→ **What the task asks**
Format all of the data below as a numbered list with one line per item. Leave out blank lines and pictures.

→ **Given information**
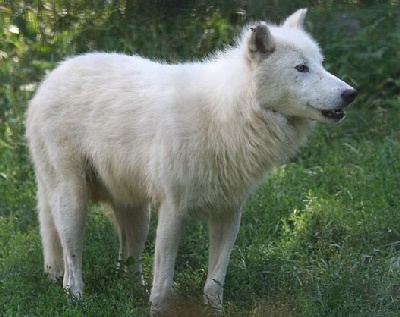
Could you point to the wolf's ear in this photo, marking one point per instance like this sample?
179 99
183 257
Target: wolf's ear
296 20
260 42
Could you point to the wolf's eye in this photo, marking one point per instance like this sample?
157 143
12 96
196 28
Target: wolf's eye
302 68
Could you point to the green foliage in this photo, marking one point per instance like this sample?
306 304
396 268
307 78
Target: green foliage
321 236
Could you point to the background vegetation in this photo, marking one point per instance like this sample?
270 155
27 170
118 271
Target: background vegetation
321 236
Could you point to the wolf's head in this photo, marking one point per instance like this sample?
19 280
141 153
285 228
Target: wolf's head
289 72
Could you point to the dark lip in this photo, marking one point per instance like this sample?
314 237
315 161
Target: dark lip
334 114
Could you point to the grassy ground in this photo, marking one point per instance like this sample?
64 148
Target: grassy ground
320 237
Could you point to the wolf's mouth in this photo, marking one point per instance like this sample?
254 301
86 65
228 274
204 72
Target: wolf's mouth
335 114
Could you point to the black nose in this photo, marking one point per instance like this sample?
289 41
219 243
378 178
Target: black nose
349 94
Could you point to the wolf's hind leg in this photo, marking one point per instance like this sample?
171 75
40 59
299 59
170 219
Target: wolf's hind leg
132 224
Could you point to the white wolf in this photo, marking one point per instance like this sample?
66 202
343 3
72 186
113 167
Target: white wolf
193 137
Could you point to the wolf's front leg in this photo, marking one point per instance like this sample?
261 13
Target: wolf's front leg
167 239
223 230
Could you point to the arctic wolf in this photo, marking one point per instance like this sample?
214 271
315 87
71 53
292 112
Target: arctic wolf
190 138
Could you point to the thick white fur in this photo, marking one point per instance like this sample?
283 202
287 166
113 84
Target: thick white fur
194 137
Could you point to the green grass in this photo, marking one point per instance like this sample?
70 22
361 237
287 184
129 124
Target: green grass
320 237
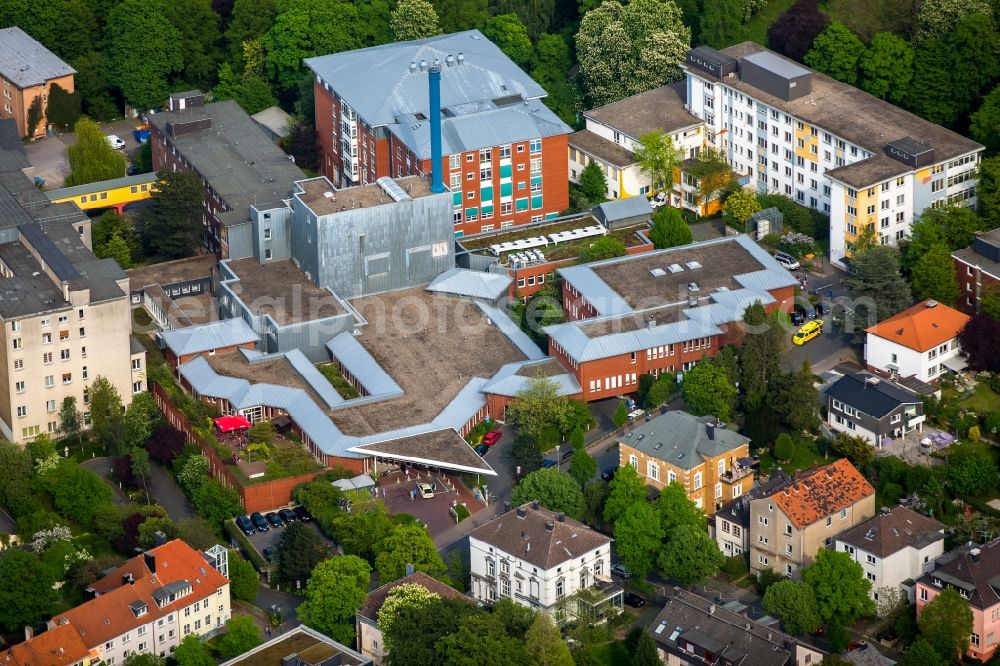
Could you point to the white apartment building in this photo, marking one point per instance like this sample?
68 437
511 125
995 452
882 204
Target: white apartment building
827 145
64 320
539 559
151 602
895 548
612 133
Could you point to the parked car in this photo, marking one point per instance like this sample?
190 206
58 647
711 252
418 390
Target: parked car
245 525
634 600
620 571
275 520
787 260
259 521
492 437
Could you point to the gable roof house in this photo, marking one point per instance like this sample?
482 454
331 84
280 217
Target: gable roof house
790 526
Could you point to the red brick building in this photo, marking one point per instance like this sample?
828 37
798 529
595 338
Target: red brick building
504 152
661 311
977 268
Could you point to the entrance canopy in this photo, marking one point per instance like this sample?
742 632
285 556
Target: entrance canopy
229 423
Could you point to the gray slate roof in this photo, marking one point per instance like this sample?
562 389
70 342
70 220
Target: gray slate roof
683 440
472 284
25 62
379 85
218 334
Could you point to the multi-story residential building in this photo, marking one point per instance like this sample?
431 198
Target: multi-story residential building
710 461
65 320
790 526
145 606
370 641
540 559
977 268
872 166
731 523
692 630
613 132
972 570
660 311
921 342
894 548
867 406
239 166
503 152
28 71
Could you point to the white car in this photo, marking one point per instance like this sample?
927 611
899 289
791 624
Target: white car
787 260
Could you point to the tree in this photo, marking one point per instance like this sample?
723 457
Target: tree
625 50
510 35
244 582
298 552
886 68
171 226
920 653
669 228
593 183
544 644
795 30
794 602
582 466
657 157
934 275
143 49
877 280
836 52
690 555
556 491
626 490
605 247
760 355
192 652
408 544
335 591
946 624
414 19
62 108
707 390
638 538
242 635
26 593
92 158
539 407
840 587
721 23
739 206
978 341
458 15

→ **Exercise result**
1. Could you point to the wolf's ear in this photo, marking one point per instance like this sample?
2. 179 99
3. 183 257
4. Target: wolf's ear
5. 296 20
6. 260 42
7. Could you point to the wolf's eye in this photo, marking one point per instance like this sample?
8. 157 143
9. 12 96
10. 196 28
11. Target: wolf's eye
12. 302 68
13. Could you point to the green foliage in this photo, marking one point per instance like this sample?
14. 306 304
15. 396 268
16. 307 78
17. Target: green foliage
18. 321 236
19. Could you point to the background vegetation in this photo, marking one point per instance like this sample?
20. 270 155
21. 27 170
22. 118 271
23. Target: background vegetation
24. 321 236
25. Could you point to the wolf's head in this photo, marking one point per instance like this sample?
26. 19 280
27. 141 153
28. 285 228
29. Target: wolf's head
30. 289 72
31. Could you point to the dark lip in this photo, marking one point per instance like this sample?
32. 314 237
33. 315 161
34. Target: dark lip
35. 334 114
36. Could you point to the grassy ground in this photo, marking one point per instance like this sample?
37. 64 148
38. Target: grassy ground
39. 320 237
40. Could you point to the wolf's mouth in this photo, marking one point per instance like this sample?
41. 254 301
42. 86 65
43. 228 274
44. 204 72
45. Target: wolf's mouth
46. 335 114
47. Could you point to the black nose in this photo, marking one point per instance like this sample?
48. 289 41
49. 219 243
50. 378 178
51. Target: black nose
52. 349 94
53. Could you point to the wolf's hind leg in this photo, marking one point per instance like this sample?
54. 171 75
55. 40 59
56. 299 59
57. 170 219
58. Target: wolf's hind leg
59. 132 224
60. Could you point to the white wolf in this photo, marking one point per instance like this sample?
61. 66 202
62. 343 3
63. 72 186
64. 113 167
65. Target: white wolf
66. 193 137
67. Could you point to the wolf's front leg in this photo, marking one point per instance like this sample?
68. 261 13
69. Target: wolf's front leg
70. 167 239
71. 223 230
72. Could you point to the arctic wolf in this photo, marking one point per instance like this sample?
73. 214 271
74. 315 87
75. 71 53
76. 292 112
77. Target: arctic wolf
78. 190 138
79. Could you point to the thick white fur in this photo, marking one point per instance like this sample?
80. 283 202
81. 287 166
82. 113 84
83. Target: thick white fur
84. 194 137
85. Could you point to the green grass in this photo, marking one point per instance like this sample?
86. 70 22
87. 361 237
88. 287 184
89. 129 124
90. Target: green grass
91. 320 237
92. Could you point to the white apartment building in this photo, marking one point per instance like this sample?
93. 68 437
94. 511 125
95. 995 452
96. 882 204
97. Target: white apartment building
98. 827 145
99. 64 320
100. 539 559
101. 151 602
102. 895 548
103. 612 133
104. Could you point to the parked car in this photo, marking one point per instance like this sample?
105. 190 206
106. 58 647
107. 711 252
108. 418 390
109. Target: parked car
110. 245 525
111. 634 600
112. 620 571
113. 275 520
114. 787 260
115. 259 521
116. 492 437
117. Could you point to the gable roof house in this photo, marking one point per instance like this sample?
118. 482 454
119. 331 84
120. 280 217
121. Target: gable roof house
122. 790 526
123. Could you point to the red brick building in this photo, marking one point per instance like this sample?
124. 828 37
125. 798 529
126. 595 338
127. Target: red brick building
128. 504 152
129. 661 311
130. 977 268
131. Could you point to the entrance canopy in this photo, marking one point per instance like this sample?
132. 742 632
133. 285 556
134. Target: entrance canopy
135. 229 423
136. Could you point to the gray slate roof in this photo, marking one point per instance like this sample?
137. 562 389
138. 70 342
139. 70 220
140. Target: gray slate roof
141. 683 440
142. 472 284
143. 25 62
144. 379 85
145. 218 334
146. Could you point to the multi-story residential building in this photo, marking one point per instance like this sample?
147. 431 198
148. Target: multi-story residential building
149. 710 461
150. 65 320
151. 790 526
152. 145 606
153. 370 641
154. 540 559
155. 977 268
156. 872 166
157. 731 523
158. 692 630
159. 613 132
160. 972 570
161. 660 311
162. 921 342
163. 894 548
164. 867 406
165. 239 166
166. 503 152
167. 28 71
168. Could you point to the white car in this photo, marking one point per instance like this sample?
169. 927 611
170. 899 289
171. 791 624
172. Target: white car
173. 787 260
174. Could you point to the tree in this photo, marking one point per instance like this sample?
175. 723 457
176. Target: tree
177. 625 50
178. 510 35
179. 244 582
180. 298 552
181. 886 68
182. 171 226
183. 920 653
184. 669 228
185. 593 183
186. 544 644
187. 795 30
188. 794 602
189. 582 466
190. 657 157
191. 934 275
192. 143 49
193. 877 280
194. 836 52
195. 690 555
196. 556 491
197. 626 490
198. 605 247
199. 760 355
200. 192 652
201. 408 544
202. 335 591
203. 946 624
204. 414 19
205. 62 108
206. 707 390
207. 638 538
208. 242 635
209. 26 593
210. 92 158
211. 539 407
212. 840 587
213. 721 23
214. 739 206
215. 978 341
216. 458 15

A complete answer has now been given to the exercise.